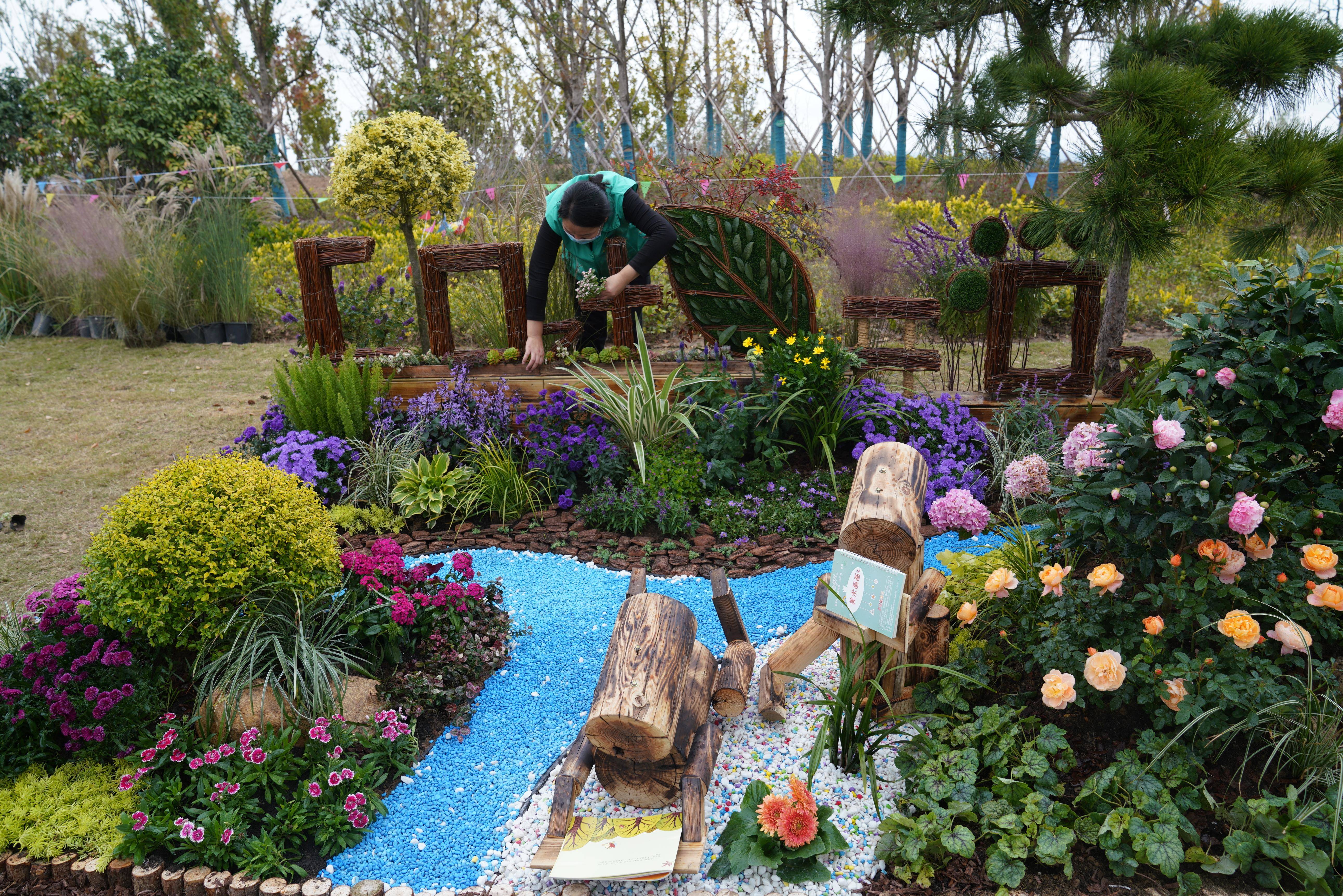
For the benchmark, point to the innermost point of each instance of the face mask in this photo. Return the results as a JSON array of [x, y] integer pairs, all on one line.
[[581, 242]]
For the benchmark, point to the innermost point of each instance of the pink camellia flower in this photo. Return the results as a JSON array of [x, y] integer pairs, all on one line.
[[959, 510], [1293, 637], [1233, 565], [1168, 433], [1246, 514], [1333, 417]]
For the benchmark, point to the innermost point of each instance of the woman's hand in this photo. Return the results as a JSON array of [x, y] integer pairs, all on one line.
[[535, 352]]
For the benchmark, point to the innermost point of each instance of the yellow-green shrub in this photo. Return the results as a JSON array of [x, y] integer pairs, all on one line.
[[176, 553], [74, 809]]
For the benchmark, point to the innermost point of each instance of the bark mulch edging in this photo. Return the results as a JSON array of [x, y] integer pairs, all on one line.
[[557, 531]]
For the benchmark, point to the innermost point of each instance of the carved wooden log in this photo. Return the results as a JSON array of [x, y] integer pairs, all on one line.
[[726, 605], [96, 879], [243, 885], [695, 782], [194, 880], [119, 872], [148, 878], [636, 702], [171, 882], [886, 508], [730, 695], [217, 883], [569, 785], [653, 785], [930, 645], [61, 866]]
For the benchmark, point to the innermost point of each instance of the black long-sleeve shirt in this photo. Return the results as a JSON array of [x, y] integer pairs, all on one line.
[[652, 225]]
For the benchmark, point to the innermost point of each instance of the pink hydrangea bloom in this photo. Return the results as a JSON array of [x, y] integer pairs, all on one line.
[[959, 510], [1333, 417], [1028, 476], [1168, 433], [1246, 514]]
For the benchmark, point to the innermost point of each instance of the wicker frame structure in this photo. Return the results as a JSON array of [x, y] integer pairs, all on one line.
[[315, 259], [1005, 279]]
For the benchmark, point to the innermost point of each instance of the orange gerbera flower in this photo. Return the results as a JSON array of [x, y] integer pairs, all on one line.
[[801, 796], [797, 828], [772, 813]]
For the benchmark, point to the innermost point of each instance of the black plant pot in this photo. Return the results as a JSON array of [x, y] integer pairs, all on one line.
[[103, 327], [238, 334]]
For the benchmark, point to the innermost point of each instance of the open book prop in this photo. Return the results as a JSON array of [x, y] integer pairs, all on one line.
[[620, 848], [650, 738]]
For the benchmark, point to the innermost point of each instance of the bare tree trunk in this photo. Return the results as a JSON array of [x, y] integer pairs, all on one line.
[[1114, 319]]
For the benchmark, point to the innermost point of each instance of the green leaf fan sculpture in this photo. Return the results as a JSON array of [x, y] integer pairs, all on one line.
[[731, 271]]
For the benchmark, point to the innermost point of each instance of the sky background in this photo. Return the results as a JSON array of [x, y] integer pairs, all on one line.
[[1317, 109]]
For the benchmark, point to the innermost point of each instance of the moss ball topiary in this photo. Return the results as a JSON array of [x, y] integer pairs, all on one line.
[[1037, 233], [989, 238], [967, 291], [178, 553]]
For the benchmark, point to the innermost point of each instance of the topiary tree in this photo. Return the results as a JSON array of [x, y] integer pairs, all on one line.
[[178, 553], [402, 166]]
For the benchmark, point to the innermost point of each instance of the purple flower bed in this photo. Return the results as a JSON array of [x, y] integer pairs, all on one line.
[[942, 429], [569, 443], [318, 461], [72, 687]]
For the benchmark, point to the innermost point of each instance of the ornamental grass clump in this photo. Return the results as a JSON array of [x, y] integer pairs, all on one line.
[[178, 553], [402, 166]]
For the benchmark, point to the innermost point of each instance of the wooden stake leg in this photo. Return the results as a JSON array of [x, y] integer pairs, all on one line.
[[796, 655]]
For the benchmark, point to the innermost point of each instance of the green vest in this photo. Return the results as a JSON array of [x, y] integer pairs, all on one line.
[[581, 257]]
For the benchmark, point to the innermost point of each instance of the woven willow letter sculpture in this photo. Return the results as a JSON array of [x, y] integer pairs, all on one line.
[[730, 271]]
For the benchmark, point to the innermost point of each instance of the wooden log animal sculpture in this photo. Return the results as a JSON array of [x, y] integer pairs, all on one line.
[[881, 523], [649, 734]]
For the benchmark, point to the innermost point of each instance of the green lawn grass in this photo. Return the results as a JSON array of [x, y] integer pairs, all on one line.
[[85, 420]]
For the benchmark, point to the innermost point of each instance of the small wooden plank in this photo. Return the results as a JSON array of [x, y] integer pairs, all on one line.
[[688, 856], [638, 582], [726, 605]]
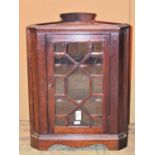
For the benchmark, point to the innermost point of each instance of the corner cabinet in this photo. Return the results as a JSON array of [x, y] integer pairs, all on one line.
[[78, 79]]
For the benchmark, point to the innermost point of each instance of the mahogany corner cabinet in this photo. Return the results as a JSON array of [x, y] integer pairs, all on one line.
[[78, 79]]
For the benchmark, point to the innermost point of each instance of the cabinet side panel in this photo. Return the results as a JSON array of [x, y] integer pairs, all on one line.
[[114, 83], [50, 84], [42, 83], [32, 80], [124, 80]]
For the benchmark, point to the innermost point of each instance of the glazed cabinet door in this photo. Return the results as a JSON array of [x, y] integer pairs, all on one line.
[[77, 81]]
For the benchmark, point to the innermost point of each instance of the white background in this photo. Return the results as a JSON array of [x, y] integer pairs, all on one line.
[[145, 77]]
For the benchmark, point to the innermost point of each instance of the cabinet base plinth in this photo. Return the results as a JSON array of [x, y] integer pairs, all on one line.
[[112, 142]]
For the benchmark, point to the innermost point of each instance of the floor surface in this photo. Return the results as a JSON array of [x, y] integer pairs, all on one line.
[[26, 149]]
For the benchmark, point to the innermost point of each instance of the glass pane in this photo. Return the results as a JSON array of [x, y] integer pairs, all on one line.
[[78, 50], [97, 121], [63, 106], [59, 47], [60, 121], [62, 65], [59, 82], [94, 69], [97, 46], [97, 85], [78, 85], [85, 120], [93, 60], [94, 105]]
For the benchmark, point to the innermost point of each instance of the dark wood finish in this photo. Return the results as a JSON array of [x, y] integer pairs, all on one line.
[[80, 27]]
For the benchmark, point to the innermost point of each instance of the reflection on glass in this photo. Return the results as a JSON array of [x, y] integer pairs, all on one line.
[[94, 105], [78, 50], [60, 121], [78, 85], [97, 46], [63, 106], [97, 85], [62, 65], [84, 122], [59, 47], [59, 82], [97, 121]]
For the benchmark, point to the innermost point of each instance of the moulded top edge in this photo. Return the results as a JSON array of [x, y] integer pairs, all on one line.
[[78, 26]]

####

* [Task]: Format all of the rows above as a JSON list of strings, with one string for each line and no blank lines, and leave the pictures out.

* [Solution for this task]:
[
  "For the benchmark, point to the innermost point of each instance of the face mask in this photo. Return the results as a JSON array of [x, y] integer pairs, all on one line.",
  "[[581, 242]]",
  "For the benchmark, point to the innermost point of each instance of the pink camellia flower in this photo. Return the results as a JSON array of [x, y] integer pairs, all on one line.",
  "[[959, 510], [1293, 637], [1233, 565], [1168, 433], [1246, 514], [1333, 417]]",
  "For the benchmark, point to the innermost point of each instance of the woman's hand in this photo. Return the results as a JSON array of [x, y] integer pairs, all on one line.",
  "[[535, 352]]",
  "For the benchmark, point to the innermost point of each instance of the yellow-green shrub in this photo. Return the results as a JSON array of [x, y] integer pairs, all on one line.",
  "[[176, 553], [74, 809]]",
  "For the benchmark, point to the innermost point of each instance of the bark mulch edging in this photo. Return the results as a JSON array of [x, y] integer pairs, all on one line.",
  "[[557, 531]]",
  "For the benchmark, point to the innermost point of each instance of the carved wooden log in this photo. Return the results as a JSON array of [x, y] integer pairs, all on one line.",
  "[[726, 605], [96, 879], [243, 885], [695, 782], [194, 880], [119, 872], [148, 878], [636, 702], [171, 882], [886, 508], [730, 695], [217, 883], [569, 785], [653, 785], [930, 645], [61, 866]]",
  "For the benchmark, point to the innermost point of each instance of the black long-sleeve shirt in this photo. Return the results as a JSON array of [x, y] integer pairs, all on one line.",
  "[[652, 225]]",
  "For the benchmark, point to the innermost point of each instance of the pink hydrangea bloom in this photo. Return the results as a JSON array of [x, y] integer pairs, all on one line.",
  "[[959, 510], [1333, 417], [1028, 476], [1168, 433], [1246, 514]]",
  "For the benchmark, point to the innermost point of each instance of the wicker frame structure in this photo. Return the results as a JSON array of [x, y] integer pairs, all on one line.",
  "[[315, 259], [1005, 279]]",
  "For the benchmark, point to the innermost point of each instance of the orange gerbera flower in this photo. Return the results as a JSON array of [x, y] integer pairs, all on one line.",
  "[[801, 796], [797, 828], [772, 813]]",
  "For the benchmark, point to the innermost point of each instance of the black plant pot in this photo. Return the results as a JSON array of [x, y] integer pairs, all on one line.",
  "[[103, 327], [238, 334]]",
  "For the benchmark, point to the innermost point of each instance of the open book prop in this photo. Return the results as a JSON array of [x, y] integer pairs, all on one line.",
  "[[620, 848], [650, 738]]",
  "For the benchmark, point to the innermost point of each instance of the bare tree trunk in this photo. Return the results as a JSON array of [x, y] integer pairs, all on one line.",
  "[[1114, 319]]",
  "For the benchmark, point to the innermost point of each instance of the green leaf fan sculpture in this photo. Return the results as a JSON array of [x, y] integer pairs, all on one line.",
  "[[731, 271]]",
  "For the benchmark, point to the innermost point of each instance of the sky background in this photo. Return the results as a JSON array of [x, y] integer pairs, all on one line.",
  "[[1317, 109]]",
  "For the benchmark, point to the innermost point of each instance of the moss ball topiary in this photo. Return the results as a JSON array of [x, y] integer pairs, all on one line.",
  "[[1037, 233], [989, 238], [967, 291], [178, 553]]",
  "For the benchmark, point to the innermost point of each instance of the topiary tree in this photo. Return the results as a JSON array of [x, y] integer pairs, all on one line.",
  "[[178, 553], [402, 166]]",
  "For the benchmark, point to the innermost point of each instance of the purple flower bed in this photo. Return the results as a JSON array of [x, y] integer pairs, all on one line.",
  "[[942, 429], [569, 443], [318, 461], [72, 687]]",
  "For the benchmark, point to the innermost point of each instance of the ornamental grass clump in this photo. Return the results as a JSON array of [x, y] integer pairs, all on one line.",
  "[[178, 553], [402, 166]]",
  "For the benchmark, point to the innermost point of each instance of the wooden stake leg in this photo. Return the results as a JSON array of [x, y] integer pairs, all on one line.",
  "[[796, 655]]",
  "For the benchmark, point to the innermost point of each instance of the green vest in this photo. Return the results as a JSON array of [x, y] integer pairs, all on one line.",
  "[[581, 257]]",
  "For the benchmark, point to the innermost point of each instance of the woven willow letter sculpture in this photo. Return the results as a JSON array of [x, y] integer pairs, all on one line.",
  "[[730, 271]]",
  "For the benchmark, point to the innermost point of each instance of the wooden log animal sculpture in this photo. Return the results as a JSON array of [x, y] integer pairs, all on one line.",
  "[[881, 523], [649, 734]]",
  "For the benchmark, point to the innermost point of each instance of the green lawn grass in this photo. Return the results as a JSON array of [x, y] integer pairs, all on one line.",
  "[[85, 420]]",
  "For the benchmark, point to the innermost point of each instance of the small wooden plank in this photo. Return the results as a JSON array of [x, y] integer pairs, all on one line.",
  "[[688, 856], [638, 582], [726, 605]]",
  "For the benchmark, point to the innermost point of each instance of the corner cabinet in this photo. Return the results as a JSON array of [x, y] integer pairs, all on one line.",
  "[[78, 79]]",
  "For the benchmark, point to the innermost point of each instance of the mahogany corner cabinet in this photo. Return the results as a JSON array of [x, y] integer pairs, all on one line.",
  "[[78, 79]]",
  "For the benchmark, point to the innermost point of each instance of the cabinet side panel in this photo. Return the results as a JSON array of [x, y] integer pairs, all on one line.",
  "[[114, 83], [50, 84], [42, 83], [32, 80], [124, 80]]",
  "For the benchmark, point to the innermost point of each instance of the glazed cabinet door in this photo. Return the results as a JSON array of [x, y] integer pairs, all on one line.",
  "[[77, 81]]",
  "For the benchmark, point to the innermost point of each instance of the white background in this photo. Return the results as a JSON array of [x, y] integer pairs, all on one line.",
  "[[145, 77]]",
  "For the benchmark, point to the innermost point of each instance of the cabinet base plinth in this photo. Return the results as a JSON array of [x, y] integer pairs, all on one line.",
  "[[112, 142]]",
  "For the benchmark, point to the innermost point of each instance of the floor surface in this photo. Return the results as a JSON array of [x, y] integer pairs, all on one line.",
  "[[26, 149]]",
  "For the benchmark, point to the innermost point of each instance of the glass pane in this photo. Return the results as a JSON array of [x, y] integer pairs, all on one line.",
  "[[78, 50], [97, 121], [63, 106], [59, 47], [60, 121], [62, 65], [59, 82], [94, 69], [97, 46], [97, 85], [78, 85], [85, 120], [93, 60], [94, 105]]",
  "For the benchmark, point to the innermost point of each instance of the dark wood finish in this photo. Return the results as a JSON array of [x, y] integer pairs, all on one line.",
  "[[80, 27]]",
  "For the benchmark, point to the innermost point of each instance of the reflection on glass in this photo. Return the results as a JSON array of [x, y] integer pairs, all on one line.",
  "[[94, 105], [78, 50], [60, 121], [78, 85], [97, 46], [63, 106], [97, 85], [62, 65], [84, 122], [59, 47], [59, 82], [97, 121]]",
  "For the benchmark, point to the innermost point of each instance of the moulded top edge in this photo. Return the results as a JSON array of [x, y] integer pairs, all on one line.",
  "[[78, 26]]"
]